What is needed: Search the material below for the word "small". Copy every line where it is found.
Top of Data to examine
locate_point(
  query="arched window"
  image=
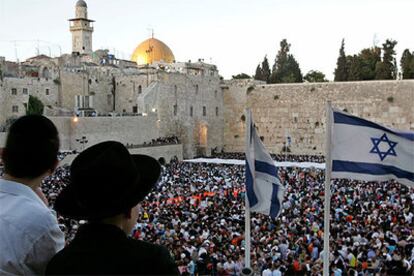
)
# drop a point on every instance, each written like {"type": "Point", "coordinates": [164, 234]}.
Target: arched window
{"type": "Point", "coordinates": [45, 73]}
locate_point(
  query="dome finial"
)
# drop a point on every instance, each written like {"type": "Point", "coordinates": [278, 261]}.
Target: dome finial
{"type": "Point", "coordinates": [81, 3]}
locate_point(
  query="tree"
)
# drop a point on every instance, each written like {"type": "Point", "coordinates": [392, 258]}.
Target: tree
{"type": "Point", "coordinates": [387, 68]}
{"type": "Point", "coordinates": [286, 68]}
{"type": "Point", "coordinates": [353, 66]}
{"type": "Point", "coordinates": [35, 106]}
{"type": "Point", "coordinates": [265, 70]}
{"type": "Point", "coordinates": [258, 75]}
{"type": "Point", "coordinates": [368, 59]}
{"type": "Point", "coordinates": [341, 71]}
{"type": "Point", "coordinates": [241, 76]}
{"type": "Point", "coordinates": [315, 76]}
{"type": "Point", "coordinates": [407, 64]}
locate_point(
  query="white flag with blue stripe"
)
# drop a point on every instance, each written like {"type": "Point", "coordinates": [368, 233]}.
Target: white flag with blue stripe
{"type": "Point", "coordinates": [263, 188]}
{"type": "Point", "coordinates": [364, 150]}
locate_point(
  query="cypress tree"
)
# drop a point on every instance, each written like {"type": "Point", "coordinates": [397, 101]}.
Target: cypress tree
{"type": "Point", "coordinates": [407, 64]}
{"type": "Point", "coordinates": [341, 71]}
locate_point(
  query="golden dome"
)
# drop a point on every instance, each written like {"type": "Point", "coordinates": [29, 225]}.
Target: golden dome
{"type": "Point", "coordinates": [152, 50]}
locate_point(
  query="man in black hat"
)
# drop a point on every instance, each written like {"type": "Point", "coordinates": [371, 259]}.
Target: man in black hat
{"type": "Point", "coordinates": [107, 183]}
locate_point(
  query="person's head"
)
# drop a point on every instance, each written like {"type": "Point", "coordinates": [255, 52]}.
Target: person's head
{"type": "Point", "coordinates": [31, 147]}
{"type": "Point", "coordinates": [106, 185]}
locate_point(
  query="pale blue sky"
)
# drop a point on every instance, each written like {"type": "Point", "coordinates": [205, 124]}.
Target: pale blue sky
{"type": "Point", "coordinates": [234, 35]}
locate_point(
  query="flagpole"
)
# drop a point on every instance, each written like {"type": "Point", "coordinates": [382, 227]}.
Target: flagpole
{"type": "Point", "coordinates": [246, 201]}
{"type": "Point", "coordinates": [327, 205]}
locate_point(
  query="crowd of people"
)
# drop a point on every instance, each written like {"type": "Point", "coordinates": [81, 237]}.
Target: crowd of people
{"type": "Point", "coordinates": [197, 211]}
{"type": "Point", "coordinates": [276, 157]}
{"type": "Point", "coordinates": [169, 140]}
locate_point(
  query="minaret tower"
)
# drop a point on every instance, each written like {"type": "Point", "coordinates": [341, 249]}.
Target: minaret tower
{"type": "Point", "coordinates": [81, 29]}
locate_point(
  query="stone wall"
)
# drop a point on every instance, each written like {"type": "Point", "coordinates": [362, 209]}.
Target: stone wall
{"type": "Point", "coordinates": [132, 130]}
{"type": "Point", "coordinates": [46, 90]}
{"type": "Point", "coordinates": [199, 132]}
{"type": "Point", "coordinates": [298, 110]}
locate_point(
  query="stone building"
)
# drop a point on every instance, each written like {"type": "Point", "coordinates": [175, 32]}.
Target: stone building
{"type": "Point", "coordinates": [152, 95]}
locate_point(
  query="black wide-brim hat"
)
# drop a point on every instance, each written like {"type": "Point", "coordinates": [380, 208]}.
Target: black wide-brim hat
{"type": "Point", "coordinates": [106, 180]}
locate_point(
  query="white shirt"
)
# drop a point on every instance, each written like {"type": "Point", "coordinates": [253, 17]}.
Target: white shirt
{"type": "Point", "coordinates": [29, 232]}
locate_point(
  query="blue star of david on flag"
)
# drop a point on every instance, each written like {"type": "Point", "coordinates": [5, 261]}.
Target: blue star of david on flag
{"type": "Point", "coordinates": [383, 154]}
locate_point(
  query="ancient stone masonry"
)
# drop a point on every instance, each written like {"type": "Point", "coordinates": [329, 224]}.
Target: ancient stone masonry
{"type": "Point", "coordinates": [298, 110]}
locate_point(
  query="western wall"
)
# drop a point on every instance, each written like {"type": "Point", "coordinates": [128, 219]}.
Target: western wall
{"type": "Point", "coordinates": [298, 110]}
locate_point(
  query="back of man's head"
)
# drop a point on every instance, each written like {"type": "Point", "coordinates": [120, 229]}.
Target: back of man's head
{"type": "Point", "coordinates": [31, 147]}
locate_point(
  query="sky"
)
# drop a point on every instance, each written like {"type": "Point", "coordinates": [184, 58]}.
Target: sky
{"type": "Point", "coordinates": [235, 35]}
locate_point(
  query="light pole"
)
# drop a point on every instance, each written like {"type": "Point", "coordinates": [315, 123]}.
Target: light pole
{"type": "Point", "coordinates": [83, 141]}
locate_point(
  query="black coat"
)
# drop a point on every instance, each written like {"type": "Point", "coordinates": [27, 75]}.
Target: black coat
{"type": "Point", "coordinates": [105, 249]}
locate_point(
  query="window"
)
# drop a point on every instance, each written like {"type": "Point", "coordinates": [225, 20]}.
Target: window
{"type": "Point", "coordinates": [78, 101]}
{"type": "Point", "coordinates": [86, 101]}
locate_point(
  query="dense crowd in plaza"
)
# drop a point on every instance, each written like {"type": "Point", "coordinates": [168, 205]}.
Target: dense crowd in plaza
{"type": "Point", "coordinates": [276, 157]}
{"type": "Point", "coordinates": [197, 211]}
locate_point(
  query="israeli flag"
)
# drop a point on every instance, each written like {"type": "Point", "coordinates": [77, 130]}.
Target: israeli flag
{"type": "Point", "coordinates": [263, 188]}
{"type": "Point", "coordinates": [364, 150]}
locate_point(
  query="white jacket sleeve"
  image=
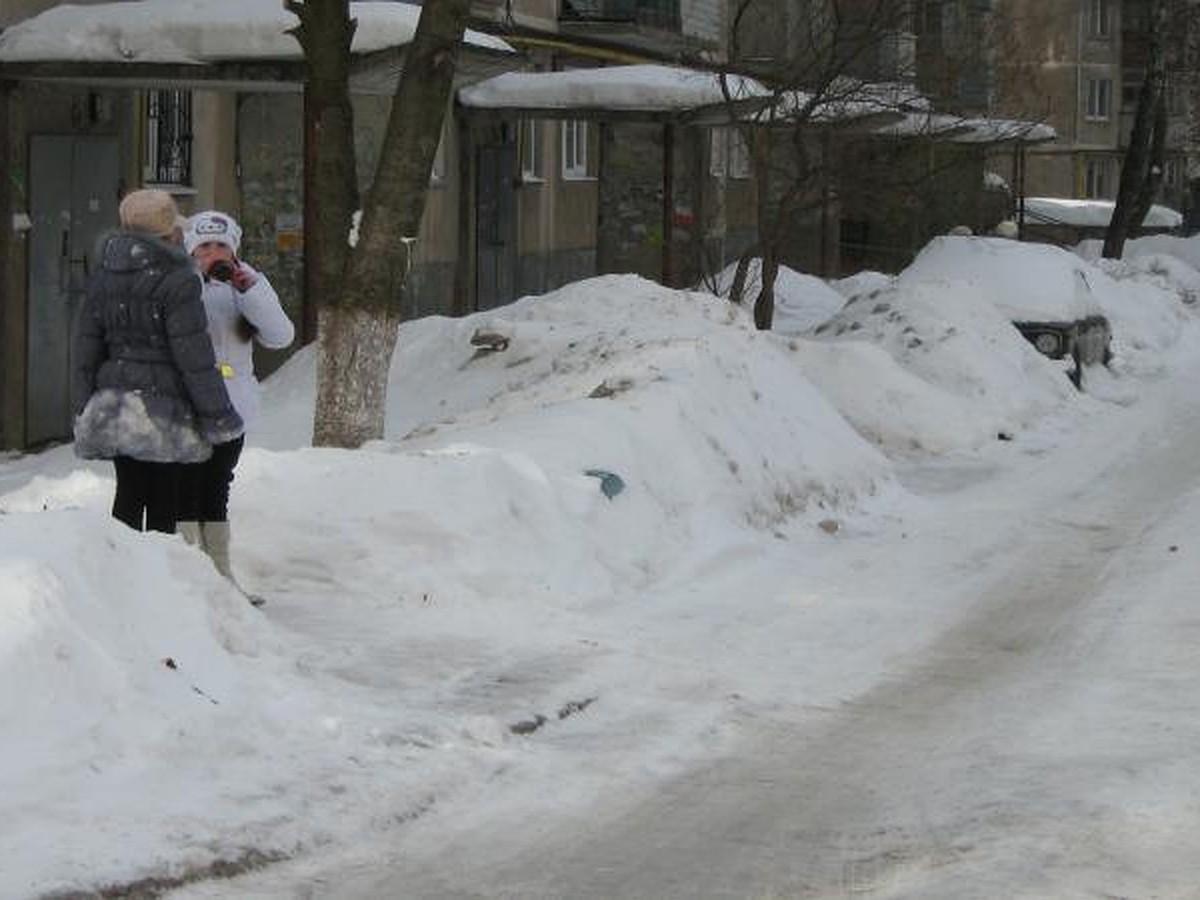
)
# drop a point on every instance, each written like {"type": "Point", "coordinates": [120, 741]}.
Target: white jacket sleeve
{"type": "Point", "coordinates": [261, 306]}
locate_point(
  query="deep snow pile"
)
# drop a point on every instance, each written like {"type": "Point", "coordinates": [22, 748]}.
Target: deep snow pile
{"type": "Point", "coordinates": [179, 727]}
{"type": "Point", "coordinates": [468, 574]}
{"type": "Point", "coordinates": [1186, 250]}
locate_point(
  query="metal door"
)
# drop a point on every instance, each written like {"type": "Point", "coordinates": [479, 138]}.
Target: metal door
{"type": "Point", "coordinates": [73, 196]}
{"type": "Point", "coordinates": [496, 229]}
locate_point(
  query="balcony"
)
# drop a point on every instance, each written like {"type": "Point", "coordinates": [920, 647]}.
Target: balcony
{"type": "Point", "coordinates": [661, 15]}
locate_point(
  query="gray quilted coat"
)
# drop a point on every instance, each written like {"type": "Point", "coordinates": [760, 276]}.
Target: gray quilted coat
{"type": "Point", "coordinates": [144, 379]}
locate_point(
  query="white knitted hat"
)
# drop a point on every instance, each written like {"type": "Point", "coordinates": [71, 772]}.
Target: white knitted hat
{"type": "Point", "coordinates": [211, 226]}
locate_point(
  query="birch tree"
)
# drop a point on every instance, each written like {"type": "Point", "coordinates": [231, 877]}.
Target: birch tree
{"type": "Point", "coordinates": [1141, 171]}
{"type": "Point", "coordinates": [359, 288]}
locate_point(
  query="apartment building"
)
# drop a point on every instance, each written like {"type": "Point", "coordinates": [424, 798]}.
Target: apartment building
{"type": "Point", "coordinates": [1078, 65]}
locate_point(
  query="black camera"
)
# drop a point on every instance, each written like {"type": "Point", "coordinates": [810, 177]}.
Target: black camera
{"type": "Point", "coordinates": [221, 270]}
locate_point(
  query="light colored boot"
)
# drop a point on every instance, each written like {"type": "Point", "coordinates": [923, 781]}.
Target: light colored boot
{"type": "Point", "coordinates": [191, 533]}
{"type": "Point", "coordinates": [216, 545]}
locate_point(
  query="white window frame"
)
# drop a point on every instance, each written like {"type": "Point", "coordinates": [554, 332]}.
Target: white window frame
{"type": "Point", "coordinates": [1098, 107]}
{"type": "Point", "coordinates": [575, 150]}
{"type": "Point", "coordinates": [719, 151]}
{"type": "Point", "coordinates": [729, 154]}
{"type": "Point", "coordinates": [531, 151]}
{"type": "Point", "coordinates": [1097, 174]}
{"type": "Point", "coordinates": [438, 168]}
{"type": "Point", "coordinates": [739, 155]}
{"type": "Point", "coordinates": [1099, 18]}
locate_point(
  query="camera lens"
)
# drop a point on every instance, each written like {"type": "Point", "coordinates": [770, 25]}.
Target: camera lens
{"type": "Point", "coordinates": [221, 270]}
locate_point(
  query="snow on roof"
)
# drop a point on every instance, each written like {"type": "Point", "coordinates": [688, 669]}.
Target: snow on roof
{"type": "Point", "coordinates": [1027, 282]}
{"type": "Point", "coordinates": [1091, 214]}
{"type": "Point", "coordinates": [196, 31]}
{"type": "Point", "coordinates": [984, 131]}
{"type": "Point", "coordinates": [642, 88]}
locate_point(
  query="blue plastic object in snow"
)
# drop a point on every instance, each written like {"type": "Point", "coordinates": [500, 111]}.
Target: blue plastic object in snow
{"type": "Point", "coordinates": [610, 483]}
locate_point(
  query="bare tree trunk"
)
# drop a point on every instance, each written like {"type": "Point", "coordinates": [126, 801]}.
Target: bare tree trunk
{"type": "Point", "coordinates": [1135, 171]}
{"type": "Point", "coordinates": [765, 305]}
{"type": "Point", "coordinates": [738, 288]}
{"type": "Point", "coordinates": [1153, 180]}
{"type": "Point", "coordinates": [325, 33]}
{"type": "Point", "coordinates": [360, 319]}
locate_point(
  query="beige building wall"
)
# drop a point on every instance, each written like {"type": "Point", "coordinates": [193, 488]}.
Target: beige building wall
{"type": "Point", "coordinates": [1051, 61]}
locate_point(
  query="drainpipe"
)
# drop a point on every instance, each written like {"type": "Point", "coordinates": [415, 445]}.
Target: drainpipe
{"type": "Point", "coordinates": [667, 203]}
{"type": "Point", "coordinates": [309, 321]}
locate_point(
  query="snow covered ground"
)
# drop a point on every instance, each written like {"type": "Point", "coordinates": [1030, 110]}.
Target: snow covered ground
{"type": "Point", "coordinates": [460, 616]}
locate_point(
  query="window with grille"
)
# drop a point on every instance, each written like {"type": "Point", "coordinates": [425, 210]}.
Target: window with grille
{"type": "Point", "coordinates": [1099, 99]}
{"type": "Point", "coordinates": [1099, 22]}
{"type": "Point", "coordinates": [575, 149]}
{"type": "Point", "coordinates": [531, 153]}
{"type": "Point", "coordinates": [1096, 179]}
{"type": "Point", "coordinates": [168, 137]}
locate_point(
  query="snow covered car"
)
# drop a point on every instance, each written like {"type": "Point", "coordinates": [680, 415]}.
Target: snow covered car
{"type": "Point", "coordinates": [1042, 289]}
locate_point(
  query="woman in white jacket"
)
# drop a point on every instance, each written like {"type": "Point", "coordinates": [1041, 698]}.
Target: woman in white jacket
{"type": "Point", "coordinates": [243, 310]}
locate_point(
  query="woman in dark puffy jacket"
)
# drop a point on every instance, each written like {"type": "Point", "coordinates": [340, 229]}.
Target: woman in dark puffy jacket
{"type": "Point", "coordinates": [147, 390]}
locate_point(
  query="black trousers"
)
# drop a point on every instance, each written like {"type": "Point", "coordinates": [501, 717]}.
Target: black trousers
{"type": "Point", "coordinates": [148, 493]}
{"type": "Point", "coordinates": [205, 490]}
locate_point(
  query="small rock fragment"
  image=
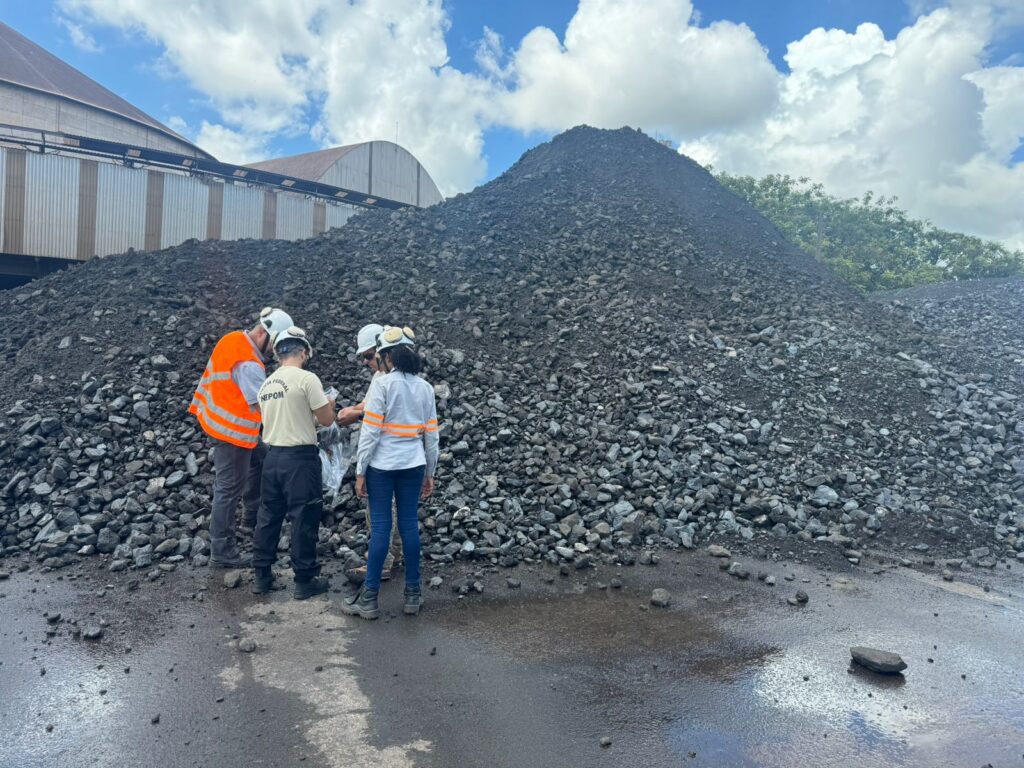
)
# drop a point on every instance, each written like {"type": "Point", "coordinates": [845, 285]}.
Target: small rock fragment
Bottom of Data to examine
Answer for the task:
  query="small rock fragment"
Target: small rock fragment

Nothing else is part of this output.